TEXTO PARA LEITURA:
Acústica se revela mercado promissor


NA CONTRAMÃO DA CONSTRUÇÃO CIVIL, AS PERSPECTIVAS PARA O SEGMENTO DE ACÚSTICA SÃO AS MAIS FAVORÁVEIS. NA AVALIAÇÃO DE DAVI AKKERMAN, PRESIDENTE DA PROACÚSTICA, NEM MESMO A RETRAÇÃO DA ECONOMIA E A CONSEQUENTE PARALISAÇÃO DO SETOR DEVEM AFETAR O DESENVOLVIMENTO TECNOLÓGICO E A FORMAÇÃO DE NOVOS PROFISSIONAIS DA ÁREA.


“Nunca tivemos tradição cultural de envolver o projeto de acústica nos empreendimentos brasileiros, mas isso está mudando com a chegada da Norma de Desempenho das Edificações [NBR 15.575], que deu grande impulso à engenharia e à arquitetura acústica no país”, observa Davi Akkerman, presidente da Associação Brasileira para a Qualidade Acústica (ProAcústica). Segundo ele, a demanda por especialistas é tão grande e a oferta inversamente tão pequena que o mercado continuará a crescer. “Vale a pena investir nessa formação, certamente uma das carreiras mais promissoras no setor de construção civil”, acredita.

DADOS FORNECIDOS:
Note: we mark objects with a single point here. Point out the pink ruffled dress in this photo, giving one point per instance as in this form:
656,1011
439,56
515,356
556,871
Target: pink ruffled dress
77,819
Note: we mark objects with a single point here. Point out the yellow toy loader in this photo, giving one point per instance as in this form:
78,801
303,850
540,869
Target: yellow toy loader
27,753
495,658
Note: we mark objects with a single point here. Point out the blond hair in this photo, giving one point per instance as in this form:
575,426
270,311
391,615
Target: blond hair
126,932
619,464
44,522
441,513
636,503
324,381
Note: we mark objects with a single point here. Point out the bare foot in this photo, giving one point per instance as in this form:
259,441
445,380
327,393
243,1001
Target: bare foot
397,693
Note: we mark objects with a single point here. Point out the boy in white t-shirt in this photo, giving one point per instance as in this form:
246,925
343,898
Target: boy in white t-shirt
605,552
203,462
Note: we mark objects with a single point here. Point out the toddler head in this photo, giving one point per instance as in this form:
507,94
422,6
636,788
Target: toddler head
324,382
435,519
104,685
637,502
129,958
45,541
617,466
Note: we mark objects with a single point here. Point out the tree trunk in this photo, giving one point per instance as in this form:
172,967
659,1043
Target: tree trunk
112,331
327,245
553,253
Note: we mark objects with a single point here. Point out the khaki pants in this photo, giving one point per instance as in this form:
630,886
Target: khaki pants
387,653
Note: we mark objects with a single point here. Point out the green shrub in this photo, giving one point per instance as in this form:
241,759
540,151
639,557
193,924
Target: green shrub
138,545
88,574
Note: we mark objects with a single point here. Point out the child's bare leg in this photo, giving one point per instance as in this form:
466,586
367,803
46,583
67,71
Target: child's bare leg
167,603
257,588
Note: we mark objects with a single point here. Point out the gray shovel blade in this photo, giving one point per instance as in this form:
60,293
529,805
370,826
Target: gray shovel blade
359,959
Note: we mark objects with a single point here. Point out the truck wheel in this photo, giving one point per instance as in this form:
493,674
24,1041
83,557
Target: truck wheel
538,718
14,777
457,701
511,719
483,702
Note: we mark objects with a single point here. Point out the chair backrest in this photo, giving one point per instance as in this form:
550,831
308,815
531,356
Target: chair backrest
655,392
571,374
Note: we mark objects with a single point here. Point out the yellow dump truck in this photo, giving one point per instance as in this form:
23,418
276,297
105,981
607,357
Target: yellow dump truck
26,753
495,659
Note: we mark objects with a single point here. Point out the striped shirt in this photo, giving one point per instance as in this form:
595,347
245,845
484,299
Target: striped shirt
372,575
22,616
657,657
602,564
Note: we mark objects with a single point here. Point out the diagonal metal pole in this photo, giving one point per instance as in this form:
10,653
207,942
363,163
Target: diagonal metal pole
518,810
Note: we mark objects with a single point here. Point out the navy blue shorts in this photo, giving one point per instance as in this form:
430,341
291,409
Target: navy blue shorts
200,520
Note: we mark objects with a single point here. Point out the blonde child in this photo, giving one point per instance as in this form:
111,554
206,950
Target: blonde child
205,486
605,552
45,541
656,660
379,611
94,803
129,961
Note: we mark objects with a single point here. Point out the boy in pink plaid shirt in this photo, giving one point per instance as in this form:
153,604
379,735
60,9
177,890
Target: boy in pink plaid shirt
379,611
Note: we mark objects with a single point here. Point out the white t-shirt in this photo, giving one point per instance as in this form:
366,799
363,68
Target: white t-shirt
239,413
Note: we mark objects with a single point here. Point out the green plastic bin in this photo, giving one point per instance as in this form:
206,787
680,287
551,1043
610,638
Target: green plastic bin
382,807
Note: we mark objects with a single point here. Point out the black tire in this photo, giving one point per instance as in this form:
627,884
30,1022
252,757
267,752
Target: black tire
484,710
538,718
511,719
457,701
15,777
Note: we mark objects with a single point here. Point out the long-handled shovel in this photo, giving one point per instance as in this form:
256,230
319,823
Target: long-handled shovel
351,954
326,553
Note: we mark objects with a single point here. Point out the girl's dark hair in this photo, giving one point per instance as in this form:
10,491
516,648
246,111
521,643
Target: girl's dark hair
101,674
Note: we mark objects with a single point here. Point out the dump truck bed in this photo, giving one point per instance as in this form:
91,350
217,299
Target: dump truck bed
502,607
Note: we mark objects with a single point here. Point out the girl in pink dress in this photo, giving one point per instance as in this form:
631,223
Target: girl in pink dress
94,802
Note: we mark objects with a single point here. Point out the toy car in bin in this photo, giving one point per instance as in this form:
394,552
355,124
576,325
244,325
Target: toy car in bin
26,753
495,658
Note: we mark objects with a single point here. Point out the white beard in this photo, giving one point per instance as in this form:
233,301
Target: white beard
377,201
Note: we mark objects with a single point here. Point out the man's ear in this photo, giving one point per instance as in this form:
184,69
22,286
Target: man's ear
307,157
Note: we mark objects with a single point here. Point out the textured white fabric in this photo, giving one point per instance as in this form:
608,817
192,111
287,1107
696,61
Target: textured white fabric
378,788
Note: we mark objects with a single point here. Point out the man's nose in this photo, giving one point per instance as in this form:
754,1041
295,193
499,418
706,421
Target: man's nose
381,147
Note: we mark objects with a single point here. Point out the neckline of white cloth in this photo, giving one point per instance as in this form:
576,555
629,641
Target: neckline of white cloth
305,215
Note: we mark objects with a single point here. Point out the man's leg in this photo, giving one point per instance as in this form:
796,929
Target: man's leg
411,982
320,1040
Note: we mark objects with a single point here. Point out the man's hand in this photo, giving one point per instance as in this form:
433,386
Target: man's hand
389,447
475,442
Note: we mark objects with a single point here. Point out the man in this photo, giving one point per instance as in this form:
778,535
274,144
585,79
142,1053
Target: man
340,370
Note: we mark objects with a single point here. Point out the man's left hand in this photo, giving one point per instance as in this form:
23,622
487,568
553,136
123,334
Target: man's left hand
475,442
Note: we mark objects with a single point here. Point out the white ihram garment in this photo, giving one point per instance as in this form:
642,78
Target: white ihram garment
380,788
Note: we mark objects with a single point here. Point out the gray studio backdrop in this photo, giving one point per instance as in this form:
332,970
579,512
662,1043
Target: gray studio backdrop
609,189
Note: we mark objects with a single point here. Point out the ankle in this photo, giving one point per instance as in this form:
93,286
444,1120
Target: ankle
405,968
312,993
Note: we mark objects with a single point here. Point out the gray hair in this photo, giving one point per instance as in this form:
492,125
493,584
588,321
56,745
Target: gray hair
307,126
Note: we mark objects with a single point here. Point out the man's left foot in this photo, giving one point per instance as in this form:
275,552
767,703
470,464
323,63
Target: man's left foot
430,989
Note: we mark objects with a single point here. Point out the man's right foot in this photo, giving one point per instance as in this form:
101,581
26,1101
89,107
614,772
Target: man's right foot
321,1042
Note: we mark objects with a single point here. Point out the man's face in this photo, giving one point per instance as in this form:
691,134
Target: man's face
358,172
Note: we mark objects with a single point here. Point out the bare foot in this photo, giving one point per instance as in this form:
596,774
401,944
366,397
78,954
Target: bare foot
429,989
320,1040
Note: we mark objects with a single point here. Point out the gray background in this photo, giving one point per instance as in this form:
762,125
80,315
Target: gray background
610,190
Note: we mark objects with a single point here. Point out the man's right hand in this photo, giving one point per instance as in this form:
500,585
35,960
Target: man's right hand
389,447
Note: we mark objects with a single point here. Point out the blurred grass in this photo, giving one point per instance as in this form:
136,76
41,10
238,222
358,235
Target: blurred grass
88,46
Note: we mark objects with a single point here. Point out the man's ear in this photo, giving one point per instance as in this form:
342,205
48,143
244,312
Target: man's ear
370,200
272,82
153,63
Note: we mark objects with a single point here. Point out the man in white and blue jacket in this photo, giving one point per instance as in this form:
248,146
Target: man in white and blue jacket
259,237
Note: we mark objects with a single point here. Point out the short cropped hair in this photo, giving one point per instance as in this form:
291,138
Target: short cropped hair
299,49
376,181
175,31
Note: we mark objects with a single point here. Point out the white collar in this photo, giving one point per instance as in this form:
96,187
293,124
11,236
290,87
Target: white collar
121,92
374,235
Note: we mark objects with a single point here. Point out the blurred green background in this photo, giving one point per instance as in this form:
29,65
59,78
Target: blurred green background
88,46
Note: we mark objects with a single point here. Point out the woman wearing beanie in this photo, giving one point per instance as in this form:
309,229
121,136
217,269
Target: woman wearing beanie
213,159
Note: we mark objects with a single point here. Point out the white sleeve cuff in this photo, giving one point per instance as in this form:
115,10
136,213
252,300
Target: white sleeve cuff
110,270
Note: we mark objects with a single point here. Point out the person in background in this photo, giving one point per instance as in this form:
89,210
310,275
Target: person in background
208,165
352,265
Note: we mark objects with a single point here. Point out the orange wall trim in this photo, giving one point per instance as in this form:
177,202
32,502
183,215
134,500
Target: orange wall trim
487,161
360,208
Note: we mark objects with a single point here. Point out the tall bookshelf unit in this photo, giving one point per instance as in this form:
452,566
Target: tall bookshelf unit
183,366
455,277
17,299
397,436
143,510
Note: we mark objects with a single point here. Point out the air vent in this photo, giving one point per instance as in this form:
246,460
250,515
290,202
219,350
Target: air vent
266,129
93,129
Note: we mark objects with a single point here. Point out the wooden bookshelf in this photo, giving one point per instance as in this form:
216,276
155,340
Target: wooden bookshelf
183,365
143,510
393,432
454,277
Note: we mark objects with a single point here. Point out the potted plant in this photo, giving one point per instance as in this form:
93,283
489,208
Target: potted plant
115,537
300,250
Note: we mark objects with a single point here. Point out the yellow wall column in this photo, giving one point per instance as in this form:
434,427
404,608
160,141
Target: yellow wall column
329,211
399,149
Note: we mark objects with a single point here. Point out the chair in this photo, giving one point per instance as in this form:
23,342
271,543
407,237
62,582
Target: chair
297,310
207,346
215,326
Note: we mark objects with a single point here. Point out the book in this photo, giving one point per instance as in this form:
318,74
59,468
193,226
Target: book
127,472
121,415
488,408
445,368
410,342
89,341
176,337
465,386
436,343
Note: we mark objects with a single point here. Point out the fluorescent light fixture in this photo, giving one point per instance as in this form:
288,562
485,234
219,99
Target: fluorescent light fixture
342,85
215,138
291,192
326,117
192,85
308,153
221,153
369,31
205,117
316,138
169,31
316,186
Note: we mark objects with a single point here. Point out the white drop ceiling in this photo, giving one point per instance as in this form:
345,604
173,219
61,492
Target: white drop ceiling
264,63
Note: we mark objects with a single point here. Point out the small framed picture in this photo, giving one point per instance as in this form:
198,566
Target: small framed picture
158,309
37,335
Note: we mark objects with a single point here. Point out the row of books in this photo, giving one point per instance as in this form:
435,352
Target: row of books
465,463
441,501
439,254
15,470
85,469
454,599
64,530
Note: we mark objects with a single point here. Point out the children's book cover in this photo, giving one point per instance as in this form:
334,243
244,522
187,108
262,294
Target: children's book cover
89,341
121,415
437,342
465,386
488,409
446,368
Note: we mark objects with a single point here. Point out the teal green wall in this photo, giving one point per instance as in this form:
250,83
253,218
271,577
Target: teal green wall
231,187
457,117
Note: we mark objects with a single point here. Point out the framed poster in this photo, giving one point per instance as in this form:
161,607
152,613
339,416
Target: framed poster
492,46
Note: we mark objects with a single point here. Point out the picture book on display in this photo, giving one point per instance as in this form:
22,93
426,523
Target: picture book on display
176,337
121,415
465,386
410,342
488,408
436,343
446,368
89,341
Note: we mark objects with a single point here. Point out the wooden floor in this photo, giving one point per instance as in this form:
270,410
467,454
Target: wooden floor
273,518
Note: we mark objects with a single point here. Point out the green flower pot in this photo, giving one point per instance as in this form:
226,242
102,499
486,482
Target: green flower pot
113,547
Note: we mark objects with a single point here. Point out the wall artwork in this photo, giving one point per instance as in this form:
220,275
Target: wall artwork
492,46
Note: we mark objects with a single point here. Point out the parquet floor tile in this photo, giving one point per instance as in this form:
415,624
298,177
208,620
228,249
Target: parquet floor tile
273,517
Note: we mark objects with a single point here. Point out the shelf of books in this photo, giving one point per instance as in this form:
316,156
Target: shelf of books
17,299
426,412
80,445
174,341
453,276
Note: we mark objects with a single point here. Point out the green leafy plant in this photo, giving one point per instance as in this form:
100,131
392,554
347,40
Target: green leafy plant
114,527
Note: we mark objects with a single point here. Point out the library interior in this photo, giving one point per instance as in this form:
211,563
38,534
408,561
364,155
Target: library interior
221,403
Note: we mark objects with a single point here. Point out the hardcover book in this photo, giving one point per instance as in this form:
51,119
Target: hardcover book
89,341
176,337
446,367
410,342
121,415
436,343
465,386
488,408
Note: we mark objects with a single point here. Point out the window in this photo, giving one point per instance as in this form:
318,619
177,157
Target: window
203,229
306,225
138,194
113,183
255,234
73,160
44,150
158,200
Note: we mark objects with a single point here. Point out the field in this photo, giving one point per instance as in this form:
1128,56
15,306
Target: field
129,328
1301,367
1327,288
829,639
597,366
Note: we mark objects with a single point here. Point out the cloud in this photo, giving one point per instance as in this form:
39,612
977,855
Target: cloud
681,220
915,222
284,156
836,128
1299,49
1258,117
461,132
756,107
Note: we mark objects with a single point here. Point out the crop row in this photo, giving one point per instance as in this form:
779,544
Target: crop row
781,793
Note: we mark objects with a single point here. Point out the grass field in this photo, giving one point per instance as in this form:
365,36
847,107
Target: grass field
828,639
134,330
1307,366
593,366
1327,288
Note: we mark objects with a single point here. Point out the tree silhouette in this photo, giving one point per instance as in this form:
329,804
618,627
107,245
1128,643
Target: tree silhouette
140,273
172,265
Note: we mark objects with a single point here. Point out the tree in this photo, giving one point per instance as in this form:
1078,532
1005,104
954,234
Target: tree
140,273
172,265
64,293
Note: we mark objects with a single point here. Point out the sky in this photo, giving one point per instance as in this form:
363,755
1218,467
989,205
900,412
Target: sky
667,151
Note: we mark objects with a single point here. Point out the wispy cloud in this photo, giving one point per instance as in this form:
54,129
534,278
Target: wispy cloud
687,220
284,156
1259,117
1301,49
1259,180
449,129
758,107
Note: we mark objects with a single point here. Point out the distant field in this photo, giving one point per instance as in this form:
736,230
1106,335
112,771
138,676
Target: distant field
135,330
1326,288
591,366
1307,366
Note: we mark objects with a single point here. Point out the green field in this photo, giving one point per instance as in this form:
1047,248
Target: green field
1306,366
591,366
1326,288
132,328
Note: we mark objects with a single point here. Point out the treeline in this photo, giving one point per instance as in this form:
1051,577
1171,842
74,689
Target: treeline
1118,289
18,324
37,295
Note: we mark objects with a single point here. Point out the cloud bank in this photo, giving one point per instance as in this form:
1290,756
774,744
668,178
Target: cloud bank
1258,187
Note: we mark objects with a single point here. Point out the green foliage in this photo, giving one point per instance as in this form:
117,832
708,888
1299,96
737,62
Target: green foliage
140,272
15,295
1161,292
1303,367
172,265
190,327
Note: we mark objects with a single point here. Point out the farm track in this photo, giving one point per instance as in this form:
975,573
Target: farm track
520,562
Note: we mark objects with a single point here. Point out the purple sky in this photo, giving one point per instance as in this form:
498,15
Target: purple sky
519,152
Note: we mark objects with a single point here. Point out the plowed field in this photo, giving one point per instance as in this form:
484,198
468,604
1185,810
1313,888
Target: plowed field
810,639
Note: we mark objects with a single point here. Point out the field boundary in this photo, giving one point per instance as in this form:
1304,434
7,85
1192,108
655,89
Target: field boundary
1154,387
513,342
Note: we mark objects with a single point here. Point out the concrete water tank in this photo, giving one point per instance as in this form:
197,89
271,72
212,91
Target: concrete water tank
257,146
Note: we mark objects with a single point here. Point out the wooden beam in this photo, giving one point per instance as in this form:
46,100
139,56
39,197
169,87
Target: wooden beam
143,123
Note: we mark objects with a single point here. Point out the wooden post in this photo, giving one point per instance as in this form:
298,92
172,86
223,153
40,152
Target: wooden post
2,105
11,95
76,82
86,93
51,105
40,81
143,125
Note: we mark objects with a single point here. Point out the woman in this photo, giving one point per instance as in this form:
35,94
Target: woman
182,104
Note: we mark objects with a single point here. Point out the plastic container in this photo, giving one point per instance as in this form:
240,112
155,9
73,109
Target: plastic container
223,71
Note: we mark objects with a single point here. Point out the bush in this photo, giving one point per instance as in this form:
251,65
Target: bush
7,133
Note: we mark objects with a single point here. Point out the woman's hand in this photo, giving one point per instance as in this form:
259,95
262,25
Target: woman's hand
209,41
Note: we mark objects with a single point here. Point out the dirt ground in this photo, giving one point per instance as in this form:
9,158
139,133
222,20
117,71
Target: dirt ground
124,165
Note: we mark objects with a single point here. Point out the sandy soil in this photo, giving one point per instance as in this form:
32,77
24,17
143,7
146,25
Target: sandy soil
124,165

EXERCÍCIO PROPOSTO 1:
De acordo com o texto sobre o mercado de acústica, que norma deu grande impulso à engenharia e à arquitetura acústica no país?
EXERCÍCIO PROPOSTO 2:
Extraia, sem qualquer alteração, o trecho do texto sobre o mercado de acústica que começa em "Acústica se revela" e termina em "PROFISSIONAIS DA ÁREA.".
EXERCÍCIO PROPOSTO 3:
Prossiga a redação do texto sobre o mercado de acústica a partir de sua última frase.

RESPOSTA 1:
A Norma de Desempenho das Edificações (NBR 15.575).

RESPOSTA 2:
Acústica se revela mercado promissor


NA CONTRAMÃO DA CONSTRUÇÃO CIVIL, AS PERSPECTIVAS PARA O SEGMENTO DE ACÚSTICA SÃO AS MAIS FAVORÁVEIS. NA AVALIAÇÃO DE DAVI AKKERMAN, PRESIDENTE DA PROACÚSTICA, NEM MESMO A RETRAÇÃO DA ECONOMIA E A CONSEQUENTE PARALISAÇÃO DO SETOR DEVEM AFETAR O DESENVOLVIMENTO TECNOLÓGICO E A FORMAÇÃO DE NOVOS PROFISSIONAIS DA ÁREA.

RESPOSTA 3:
Mas para avançar o segmento terá de estreitar algumas lacunas. Dentre elas, o descompasso entre academia e mercado, a falta de profissionais e laboratórios de testes e o descaso com o ensino da disciplina, gargalos que ainda se refletem negativamente na qualidade acústica das edificações brasileiras. Com a criação da ProAcústica, entidade que completa quatro anos em 2015 e congrega mais de 70 empresas especializadas no ramo, alguns passos estão sendo dados nesse sentido. Em entrevista a Gisele Cichinelli, Akkerman fala sobre a assimilação da acústica nos empreendimentos nacionais e faz um balanço dos principais avanços e desafios do setor.
O tema acústica tem ganhado importância nos últimos anos. Qual o papel da ProAcústica nesse novo cenário?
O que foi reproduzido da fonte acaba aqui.